__DATA LINES__:
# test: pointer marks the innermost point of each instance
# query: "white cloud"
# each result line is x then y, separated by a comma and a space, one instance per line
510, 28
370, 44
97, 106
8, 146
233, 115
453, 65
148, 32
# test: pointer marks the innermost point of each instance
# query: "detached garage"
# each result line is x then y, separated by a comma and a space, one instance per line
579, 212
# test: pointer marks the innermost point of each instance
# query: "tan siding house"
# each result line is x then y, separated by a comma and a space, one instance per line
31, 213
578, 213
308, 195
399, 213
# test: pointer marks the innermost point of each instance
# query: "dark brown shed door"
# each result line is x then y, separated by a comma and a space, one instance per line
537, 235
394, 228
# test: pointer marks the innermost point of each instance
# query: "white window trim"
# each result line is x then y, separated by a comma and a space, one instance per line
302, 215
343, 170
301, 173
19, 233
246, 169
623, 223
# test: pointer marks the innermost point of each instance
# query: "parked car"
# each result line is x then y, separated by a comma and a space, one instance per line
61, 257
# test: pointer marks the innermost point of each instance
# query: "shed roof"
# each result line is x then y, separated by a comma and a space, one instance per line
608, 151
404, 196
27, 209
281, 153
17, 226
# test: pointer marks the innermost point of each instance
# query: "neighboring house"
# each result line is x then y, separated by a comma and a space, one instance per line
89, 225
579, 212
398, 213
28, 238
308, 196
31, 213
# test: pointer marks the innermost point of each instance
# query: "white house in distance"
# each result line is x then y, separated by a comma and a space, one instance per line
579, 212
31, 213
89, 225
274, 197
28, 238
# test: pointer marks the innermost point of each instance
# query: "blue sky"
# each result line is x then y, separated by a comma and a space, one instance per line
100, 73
---
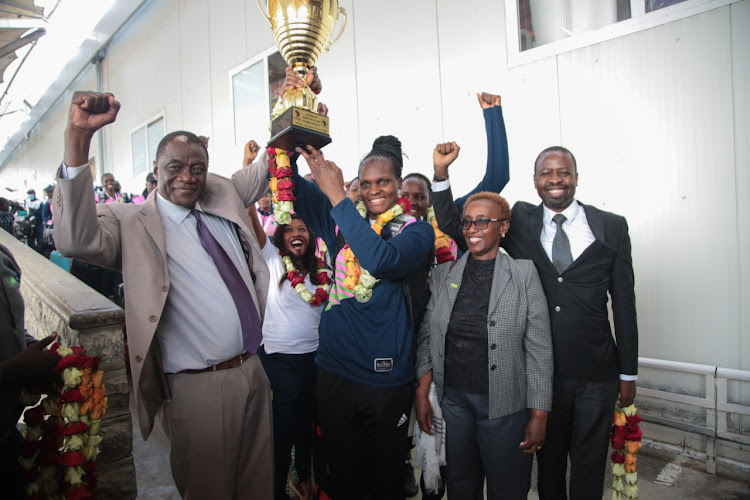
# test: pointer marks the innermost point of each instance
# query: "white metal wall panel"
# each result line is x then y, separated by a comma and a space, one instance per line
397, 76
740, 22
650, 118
...
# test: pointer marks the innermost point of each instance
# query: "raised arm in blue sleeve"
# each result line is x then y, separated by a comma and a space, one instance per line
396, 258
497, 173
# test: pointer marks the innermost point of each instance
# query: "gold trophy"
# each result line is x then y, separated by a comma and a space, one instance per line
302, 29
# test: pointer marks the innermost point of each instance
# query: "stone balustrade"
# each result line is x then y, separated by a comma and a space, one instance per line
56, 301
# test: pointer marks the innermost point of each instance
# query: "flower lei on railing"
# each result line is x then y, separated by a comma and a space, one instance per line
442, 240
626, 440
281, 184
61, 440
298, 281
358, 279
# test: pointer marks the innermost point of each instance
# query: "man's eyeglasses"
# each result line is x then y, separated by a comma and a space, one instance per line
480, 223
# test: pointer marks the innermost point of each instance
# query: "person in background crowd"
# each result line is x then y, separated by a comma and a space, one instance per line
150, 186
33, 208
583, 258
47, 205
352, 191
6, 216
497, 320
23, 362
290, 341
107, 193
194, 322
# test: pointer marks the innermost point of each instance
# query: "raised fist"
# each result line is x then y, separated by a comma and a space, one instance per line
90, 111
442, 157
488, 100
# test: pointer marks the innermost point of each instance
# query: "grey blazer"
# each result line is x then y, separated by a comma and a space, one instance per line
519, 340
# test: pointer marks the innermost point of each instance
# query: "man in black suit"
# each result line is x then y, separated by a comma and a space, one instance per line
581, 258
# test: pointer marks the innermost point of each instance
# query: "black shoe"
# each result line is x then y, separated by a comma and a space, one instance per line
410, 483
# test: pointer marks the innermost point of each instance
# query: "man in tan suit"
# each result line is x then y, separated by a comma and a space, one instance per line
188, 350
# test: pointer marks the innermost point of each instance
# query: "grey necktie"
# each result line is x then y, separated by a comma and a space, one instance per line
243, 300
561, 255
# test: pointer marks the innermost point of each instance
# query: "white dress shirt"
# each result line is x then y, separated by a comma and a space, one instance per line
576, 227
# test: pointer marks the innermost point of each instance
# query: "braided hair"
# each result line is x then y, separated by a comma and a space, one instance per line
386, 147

__WHAT TO DO__: Please count the lines above that contain the word "black", and reply with that number only.

__WRITTEN ANSWER__: 2